Teils, teils – es scheint tatsächlich Varianten zu geben, bei denen die körperliche Belastung genauso hoch ist, wie bei realen Vorbildern. Das ist natürlich besonders bei den echten Sportgeräten der Fall. Ansonsten gilt als Faustregel: Der klassische Sport ist so gut wie immer effektiver, Exergaming macht dagegen meist mehr Spaß. Krafttrainingsanwendungen sind im Übrigen sehr rar, hier stößt das Konzept derzeit wohl noch an seine Grenzen. Immerhin: Ganzkörper-Simulatoren-Übungen kommen dem Arbeiten mit Gewichten recht nah. Wie nahe, zeigte eine Studie aus Deutschland.

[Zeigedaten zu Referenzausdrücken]
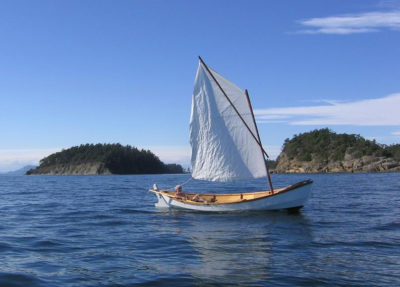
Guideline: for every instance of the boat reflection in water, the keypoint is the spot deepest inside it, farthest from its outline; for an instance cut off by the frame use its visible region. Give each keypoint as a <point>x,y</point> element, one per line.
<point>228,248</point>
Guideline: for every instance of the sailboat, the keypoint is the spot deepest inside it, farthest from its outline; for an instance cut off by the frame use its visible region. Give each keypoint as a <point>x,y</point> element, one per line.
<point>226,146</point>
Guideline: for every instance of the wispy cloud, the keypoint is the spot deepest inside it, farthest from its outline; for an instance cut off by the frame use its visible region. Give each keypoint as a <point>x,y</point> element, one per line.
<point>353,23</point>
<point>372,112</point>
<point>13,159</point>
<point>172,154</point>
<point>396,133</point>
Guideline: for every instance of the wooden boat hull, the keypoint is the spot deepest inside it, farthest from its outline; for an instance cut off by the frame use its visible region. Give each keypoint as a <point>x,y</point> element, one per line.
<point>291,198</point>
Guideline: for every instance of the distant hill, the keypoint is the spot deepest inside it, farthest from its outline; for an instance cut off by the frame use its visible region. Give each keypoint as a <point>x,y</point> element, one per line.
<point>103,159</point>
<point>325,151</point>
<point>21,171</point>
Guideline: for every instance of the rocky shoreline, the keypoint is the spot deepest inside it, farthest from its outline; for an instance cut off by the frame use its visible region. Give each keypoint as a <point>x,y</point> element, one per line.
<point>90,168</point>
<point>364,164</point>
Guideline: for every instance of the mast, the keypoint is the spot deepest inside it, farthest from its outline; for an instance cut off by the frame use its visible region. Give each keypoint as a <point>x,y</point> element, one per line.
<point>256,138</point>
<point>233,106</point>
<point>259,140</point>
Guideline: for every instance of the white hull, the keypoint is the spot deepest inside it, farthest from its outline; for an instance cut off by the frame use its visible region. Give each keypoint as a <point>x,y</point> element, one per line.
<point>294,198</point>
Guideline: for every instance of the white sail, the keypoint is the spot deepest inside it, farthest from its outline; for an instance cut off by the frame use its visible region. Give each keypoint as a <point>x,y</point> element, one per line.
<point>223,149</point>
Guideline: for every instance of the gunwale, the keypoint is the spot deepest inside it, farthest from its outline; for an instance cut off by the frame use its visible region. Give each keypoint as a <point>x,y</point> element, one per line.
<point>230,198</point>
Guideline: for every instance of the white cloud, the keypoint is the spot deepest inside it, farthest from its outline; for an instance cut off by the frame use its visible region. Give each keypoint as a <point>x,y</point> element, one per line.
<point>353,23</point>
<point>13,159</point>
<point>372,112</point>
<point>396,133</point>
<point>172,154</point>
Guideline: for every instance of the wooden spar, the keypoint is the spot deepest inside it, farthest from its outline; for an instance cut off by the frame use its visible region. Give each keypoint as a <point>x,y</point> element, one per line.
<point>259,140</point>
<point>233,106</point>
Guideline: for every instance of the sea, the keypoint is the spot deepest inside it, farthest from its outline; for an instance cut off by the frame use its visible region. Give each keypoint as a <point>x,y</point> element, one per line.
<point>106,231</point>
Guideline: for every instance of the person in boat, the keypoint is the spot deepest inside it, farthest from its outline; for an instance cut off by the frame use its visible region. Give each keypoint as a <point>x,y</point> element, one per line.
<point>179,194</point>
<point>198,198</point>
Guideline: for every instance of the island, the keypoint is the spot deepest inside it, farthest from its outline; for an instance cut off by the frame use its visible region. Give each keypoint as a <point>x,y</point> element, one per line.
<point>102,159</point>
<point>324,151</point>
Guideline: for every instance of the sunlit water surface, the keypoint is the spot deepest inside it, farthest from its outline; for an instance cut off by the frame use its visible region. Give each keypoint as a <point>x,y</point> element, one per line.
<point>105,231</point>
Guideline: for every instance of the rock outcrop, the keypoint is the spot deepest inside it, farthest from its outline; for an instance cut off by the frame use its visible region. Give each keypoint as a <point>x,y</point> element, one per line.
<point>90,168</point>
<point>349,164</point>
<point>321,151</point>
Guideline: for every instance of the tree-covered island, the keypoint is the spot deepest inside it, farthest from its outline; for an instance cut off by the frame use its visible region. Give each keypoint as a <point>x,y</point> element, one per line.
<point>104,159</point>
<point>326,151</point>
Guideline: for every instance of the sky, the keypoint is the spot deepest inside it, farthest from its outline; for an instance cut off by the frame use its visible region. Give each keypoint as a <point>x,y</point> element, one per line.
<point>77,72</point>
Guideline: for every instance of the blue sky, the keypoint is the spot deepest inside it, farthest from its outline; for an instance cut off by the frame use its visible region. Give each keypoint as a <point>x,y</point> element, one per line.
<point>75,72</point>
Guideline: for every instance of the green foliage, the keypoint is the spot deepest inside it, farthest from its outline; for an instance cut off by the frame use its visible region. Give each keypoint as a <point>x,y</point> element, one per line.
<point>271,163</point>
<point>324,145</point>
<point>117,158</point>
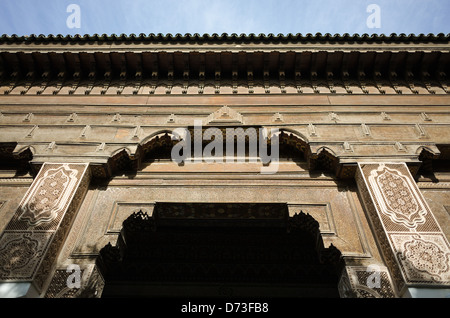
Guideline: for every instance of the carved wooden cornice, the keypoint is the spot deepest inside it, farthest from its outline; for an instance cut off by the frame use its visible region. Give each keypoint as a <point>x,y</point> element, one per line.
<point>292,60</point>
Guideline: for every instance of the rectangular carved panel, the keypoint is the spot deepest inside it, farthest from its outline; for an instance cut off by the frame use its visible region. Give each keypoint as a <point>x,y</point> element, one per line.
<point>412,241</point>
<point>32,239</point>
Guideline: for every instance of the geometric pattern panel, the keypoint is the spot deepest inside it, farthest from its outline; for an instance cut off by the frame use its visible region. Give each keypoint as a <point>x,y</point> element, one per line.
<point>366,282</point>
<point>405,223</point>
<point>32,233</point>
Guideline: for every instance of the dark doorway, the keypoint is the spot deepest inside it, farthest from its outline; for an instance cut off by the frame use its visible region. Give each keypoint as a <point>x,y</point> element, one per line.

Anforderung 1 – Schreiben Sie den Teil des Textauszugs ab, der mit den Worten „Teils, teils –“ beginnt und mit den Worten „Studie aus Deutschland.“ endet.
Anforderung 2 – Nennen Sie alle Adjektive, die im Textauszug unmittelbar vor einem Substantiv stehen.
Anforderung 3 – Prüfen Sie, ob die folgenden Aussagen mit dem Textauszug übereinstimmen. Antworten Sie jeweils mit Ja oder Nein und zitieren Sie die entscheidenden Worte: (a) Klassischer Sport ist fast immer effektiver als Exergaming. (b) Anwendungen für Krafttraining gibt es reichlich. (c) Die erwähnte Studie stammt aus Deutschland.
Die Daten stammen aus einer anderen Quelle als der Textauszug.

Erwartete Ausgabe 1 –
Teils, teils – es scheint tatsächlich Varianten zu geben, bei denen die körperliche Belastung genauso hoch ist, wie bei realen Vorbildern. Das ist natürlich besonders bei den echten Sportgeräten der Fall. Ansonsten gilt als Faustregel: Der klassische Sport ist so gut wie immer effektiver, Exergaming macht dagegen meist mehr Spaß. Krafttrainingsanwendungen sind im Übrigen sehr rar, hier stößt das Konzept derzeit wohl noch an seine Grenzen. Immerhin: Ganzkörper-Simulatoren-Übungen kommen dem Arbeiten mit Gewichten recht nah. Wie nahe, zeigte eine Studie aus Deutschland.

Erwartete Ausgabe 2 – körperliche, realen, echten, klassische

Erwartete Ausgabe 3 –
(a) Ja: „Der klassische Sport ist so gut wie immer effektiver“
(b) Nein: „Krafttrainingsanwendungen sind im Übrigen sehr rar“
(c) Ja: „zeigte eine Studie aus Deutschland“